**Set problem**
Repeat every record below exactly, but leave out any pictures.

**The input**

--------

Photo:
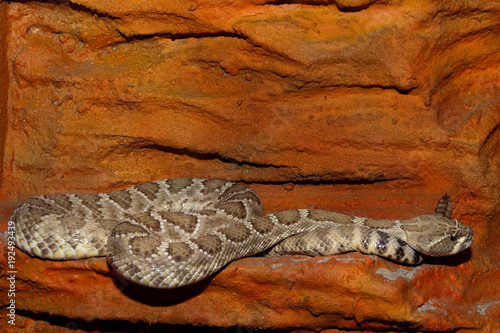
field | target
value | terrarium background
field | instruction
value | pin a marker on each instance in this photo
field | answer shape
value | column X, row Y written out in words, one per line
column 373, row 108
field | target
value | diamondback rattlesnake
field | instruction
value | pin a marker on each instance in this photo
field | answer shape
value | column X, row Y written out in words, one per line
column 175, row 232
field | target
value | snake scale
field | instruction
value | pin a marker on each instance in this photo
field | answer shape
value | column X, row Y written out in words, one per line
column 174, row 232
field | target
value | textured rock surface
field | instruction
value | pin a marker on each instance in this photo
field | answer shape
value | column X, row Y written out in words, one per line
column 374, row 108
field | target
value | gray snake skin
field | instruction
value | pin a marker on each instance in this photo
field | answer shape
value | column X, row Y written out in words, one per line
column 174, row 232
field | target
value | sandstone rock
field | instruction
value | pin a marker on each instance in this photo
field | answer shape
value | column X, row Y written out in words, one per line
column 373, row 108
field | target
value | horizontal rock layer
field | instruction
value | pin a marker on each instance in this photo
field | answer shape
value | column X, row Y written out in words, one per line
column 372, row 108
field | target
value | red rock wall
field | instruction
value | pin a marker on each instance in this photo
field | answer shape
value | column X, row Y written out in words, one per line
column 374, row 108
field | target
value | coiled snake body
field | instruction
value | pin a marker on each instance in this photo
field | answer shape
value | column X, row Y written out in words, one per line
column 175, row 232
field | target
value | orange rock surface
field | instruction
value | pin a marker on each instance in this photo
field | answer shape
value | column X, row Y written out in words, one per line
column 373, row 108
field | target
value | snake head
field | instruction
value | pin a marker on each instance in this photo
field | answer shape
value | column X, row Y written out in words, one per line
column 436, row 235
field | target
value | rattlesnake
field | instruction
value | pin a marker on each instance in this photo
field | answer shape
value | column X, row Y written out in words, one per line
column 175, row 232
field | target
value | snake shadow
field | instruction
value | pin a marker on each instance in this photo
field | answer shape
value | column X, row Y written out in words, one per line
column 454, row 260
column 167, row 297
column 158, row 297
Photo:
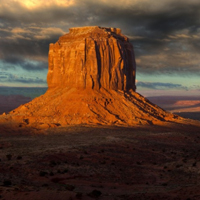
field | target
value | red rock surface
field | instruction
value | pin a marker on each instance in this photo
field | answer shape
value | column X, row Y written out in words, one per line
column 91, row 80
column 92, row 57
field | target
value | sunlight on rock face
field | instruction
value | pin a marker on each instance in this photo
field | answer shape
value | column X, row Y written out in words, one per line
column 91, row 80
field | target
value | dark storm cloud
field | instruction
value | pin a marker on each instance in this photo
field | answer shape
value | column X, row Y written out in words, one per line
column 15, row 61
column 15, row 79
column 159, row 85
column 154, row 28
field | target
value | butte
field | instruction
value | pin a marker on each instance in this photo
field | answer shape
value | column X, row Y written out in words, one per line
column 91, row 80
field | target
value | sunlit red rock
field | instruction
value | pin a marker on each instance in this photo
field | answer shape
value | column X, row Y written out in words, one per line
column 92, row 57
column 91, row 80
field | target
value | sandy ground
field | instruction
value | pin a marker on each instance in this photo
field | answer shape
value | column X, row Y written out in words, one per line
column 80, row 162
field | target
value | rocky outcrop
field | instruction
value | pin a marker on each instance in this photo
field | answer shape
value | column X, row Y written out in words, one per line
column 92, row 57
column 91, row 80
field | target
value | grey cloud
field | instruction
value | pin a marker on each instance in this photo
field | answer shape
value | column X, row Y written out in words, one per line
column 153, row 24
column 26, row 64
column 159, row 85
column 14, row 79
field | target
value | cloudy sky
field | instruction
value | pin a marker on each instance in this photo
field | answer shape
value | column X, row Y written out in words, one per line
column 165, row 35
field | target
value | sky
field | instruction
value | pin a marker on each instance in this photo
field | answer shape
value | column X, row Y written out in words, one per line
column 165, row 35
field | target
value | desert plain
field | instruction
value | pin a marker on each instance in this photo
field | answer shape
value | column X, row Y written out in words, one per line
column 101, row 162
column 91, row 136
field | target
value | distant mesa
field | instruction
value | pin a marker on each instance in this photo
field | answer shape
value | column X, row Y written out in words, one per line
column 91, row 80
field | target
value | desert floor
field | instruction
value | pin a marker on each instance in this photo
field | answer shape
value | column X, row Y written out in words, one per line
column 98, row 162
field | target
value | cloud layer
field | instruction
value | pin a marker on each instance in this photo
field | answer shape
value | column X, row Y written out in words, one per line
column 165, row 34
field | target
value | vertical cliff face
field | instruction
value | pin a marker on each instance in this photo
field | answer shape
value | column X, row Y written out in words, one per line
column 94, row 58
column 91, row 80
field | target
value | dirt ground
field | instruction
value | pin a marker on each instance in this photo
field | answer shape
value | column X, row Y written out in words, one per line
column 80, row 162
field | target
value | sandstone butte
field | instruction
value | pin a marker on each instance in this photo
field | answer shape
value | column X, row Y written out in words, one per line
column 91, row 80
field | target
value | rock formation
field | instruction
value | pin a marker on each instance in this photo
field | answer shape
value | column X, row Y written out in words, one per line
column 91, row 80
column 92, row 57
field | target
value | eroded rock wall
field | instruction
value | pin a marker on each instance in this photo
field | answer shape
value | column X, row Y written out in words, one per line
column 92, row 57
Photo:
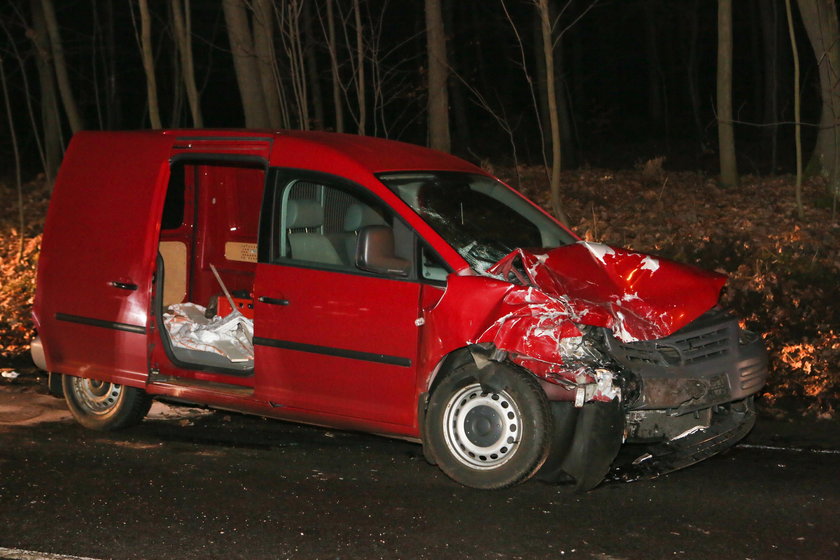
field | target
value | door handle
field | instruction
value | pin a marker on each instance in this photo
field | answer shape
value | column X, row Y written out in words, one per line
column 273, row 301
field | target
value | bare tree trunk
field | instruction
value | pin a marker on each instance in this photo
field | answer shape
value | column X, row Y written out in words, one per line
column 312, row 73
column 820, row 20
column 554, row 119
column 726, row 132
column 149, row 64
column 769, row 17
column 267, row 60
column 50, row 118
column 438, row 70
column 360, row 68
column 654, row 67
column 60, row 64
column 113, row 101
column 797, row 110
column 691, row 72
column 458, row 112
column 16, row 155
column 338, row 102
column 290, row 32
column 245, row 64
column 183, row 42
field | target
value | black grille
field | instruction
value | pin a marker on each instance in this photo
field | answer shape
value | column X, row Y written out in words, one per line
column 712, row 336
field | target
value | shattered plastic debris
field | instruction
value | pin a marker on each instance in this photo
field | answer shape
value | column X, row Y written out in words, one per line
column 230, row 336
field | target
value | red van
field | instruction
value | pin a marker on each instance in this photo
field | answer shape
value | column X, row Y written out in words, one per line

--------

**Exercise answer**
Photo:
field | target
value | terrarium background
field | instruction
value | pin a marker on each instance in this photo
field | answer shape
value | column X, row Y written out in words, one per line
column 373, row 108
field | target
value | diamondback rattlesnake
field | instruction
value | pin a marker on each instance in this photo
field | answer shape
value | column X, row Y written out in words, one per line
column 175, row 232
field | target
value | snake scale
field | instruction
value | pin a marker on each instance in this photo
field | answer shape
value | column X, row Y written out in words, one per line
column 174, row 232
field | target
value | textured rock surface
field | instruction
value | pin a marker on each instance in this photo
field | answer shape
value | column X, row Y written out in words, one per line
column 374, row 108
field | target
value | gray snake skin
field | instruction
value | pin a marker on each instance in this photo
field | answer shape
value | column X, row Y written out in words, one per line
column 174, row 232
field | target
value | sandstone rock
field | instruction
value | pin a marker on each instance in this photo
field | answer shape
value | column X, row Y written out in words, one per line
column 373, row 108
field | target
value | horizontal rock layer
field | instruction
value | pin a marker on each instance in this photo
field | answer shape
value | column X, row Y written out in words, one per line
column 372, row 108
field | target
value | red rock wall
field | instruction
value | pin a marker on each instance in this photo
field | answer shape
value | column X, row Y written out in words, one per line
column 374, row 108
field | target
value | coiled snake body
field | instruction
value | pin a marker on each instance in this photo
field | answer shape
value | column X, row Y written out in words, one per line
column 175, row 232
field | target
value | orange rock surface
field | instruction
value | pin a marker on each instance in this photo
field | answer shape
value | column X, row Y written out in words, one per line
column 373, row 108
field | target
value | snake head
field | instruction
value | pin a marker on each instance in this photo
field | answer shape
value | column X, row Y written out in words, one per line
column 436, row 235
field | target
value | rattlesnake
field | instruction
value | pin a marker on each instance in this photo
field | answer shape
value | column X, row Y written out in words, one per line
column 175, row 232
field | target
value | snake shadow
field | instruction
value | pin a marker on each instance in this photo
field | answer shape
value | column X, row Y written out in words, one per line
column 454, row 260
column 167, row 297
column 158, row 297
Photo:
field | target
value | red rock surface
field | instruction
value | pin a marker on each instance in this photo
field | answer shape
value | column X, row Y written out in words, one per line
column 91, row 80
column 92, row 57
field | target
value | sunlight on rock face
field | instruction
value | pin a marker on each instance in this photo
field | answer shape
value | column X, row Y written out in words, one per line
column 91, row 80
field | target
value | dark storm cloud
field | instruction
value | pin a marker on each instance in this photo
field | answer shape
value | column X, row Y written out in words, one per line
column 15, row 61
column 15, row 79
column 159, row 85
column 154, row 28
field | target
value | butte
field | instruction
value | pin a marker on each instance in this photo
field | answer shape
value | column X, row Y written out in words, one per line
column 91, row 80
field | target
value | sunlit red rock
field | instruction
value | pin a marker on each instance in this photo
field | answer shape
value | column X, row Y written out in words, one per line
column 92, row 57
column 91, row 80
field | target
value | sandy ground
field | instruction
value | pin a marker on each instance in this photo
field | answer shape
value | column X, row Y written out in words, one per line
column 80, row 162
field | target
value | rocky outcrop
field | instruction
value | pin a marker on each instance in this photo
field | answer shape
value | column X, row Y written out in words, one per line
column 92, row 57
column 91, row 80
field | target
value | grey cloud
field | instruction
value | pin a marker on each instance in this photo
field | answer shape
value | column X, row Y written out in words, one per line
column 153, row 24
column 26, row 64
column 159, row 85
column 14, row 79
field | target
value | cloudy sky
field | instruction
value | pin a marker on each instance in this photo
field | answer shape
value | column X, row Y written out in words, one per line
column 165, row 35
field | target
value | sky
field | instruction
value | pin a marker on each instance in this photo
field | answer shape
value | column X, row Y written out in words, one per line
column 165, row 35
field | target
value | desert plain
field | instruction
value | pin a marker on each instance in this photo
field | answer shape
value | column X, row Y written out in words, one per line
column 101, row 162
column 91, row 136
field | target
value | distant mesa
field | instruction
value | pin a marker on each instance in this photo
field | answer shape
value | column X, row Y written out in words, one per line
column 91, row 80
field | target
value | desert floor
field | instruction
value | pin a marker on each instance in this photo
field | answer shape
value | column X, row Y written out in words, one per line
column 98, row 162
field | target
value | cloud layer
field | instruction
value | pin a marker on each instance in this photo
field | answer shape
value | column X, row Y written out in words, one per line
column 165, row 34
field | target
value | vertical cliff face
field | instruction
value | pin a marker on each instance in this photo
field | answer shape
value | column X, row Y written out in words, one per line
column 94, row 58
column 91, row 80
field | target
value | dirt ground
field | instruction
value | pin a marker on each instance in this photo
field | answer shape
value | column X, row Y written out in words, one per line
column 80, row 162
field | target
value | sandstone butte
field | instruction
value | pin a marker on each instance in this photo
field | answer shape
value | column X, row Y written out in words, one per line
column 91, row 80
field | target
value | rock formation
field | instruction
value | pin a marker on each instance in this photo
field | answer shape
value | column X, row Y written out in words, one per line
column 91, row 80
column 92, row 57
field | target
value | eroded rock wall
field | instruction
value | pin a marker on each instance in this photo
field | answer shape
value | column X, row Y written out in words, one per line
column 92, row 57
Photo:
field | target
value | door handle
field | instruction
value | pin a marker on each instance in this photo
field | answer shape
value | column X, row Y written out in words, one per line
column 273, row 301
field | target
value | bare tree trunk
field | instruction
value | pin a marker on each instance in this photo
field | answer shape
value | column X, row Y written out in words, one per line
column 312, row 73
column 820, row 20
column 554, row 119
column 726, row 132
column 149, row 64
column 769, row 17
column 267, row 60
column 50, row 118
column 438, row 70
column 360, row 68
column 654, row 67
column 60, row 64
column 113, row 101
column 797, row 110
column 691, row 72
column 458, row 112
column 16, row 155
column 338, row 102
column 290, row 32
column 245, row 64
column 183, row 42
field | target
value | black grille
field | instruction
value | pin a marker on each instance in this photo
field | answer shape
value | column X, row Y written out in words, one per line
column 712, row 336
field | target
value | shattered plastic debris
field | instruction
value | pin a marker on each instance in this photo
field | answer shape
value | column X, row Y written out in words, one per line
column 230, row 336
field | target
value | red van
field | instruction
value | pin a marker on each instance in this photo
field | answer shape
value | column X, row Y written out in words, one per line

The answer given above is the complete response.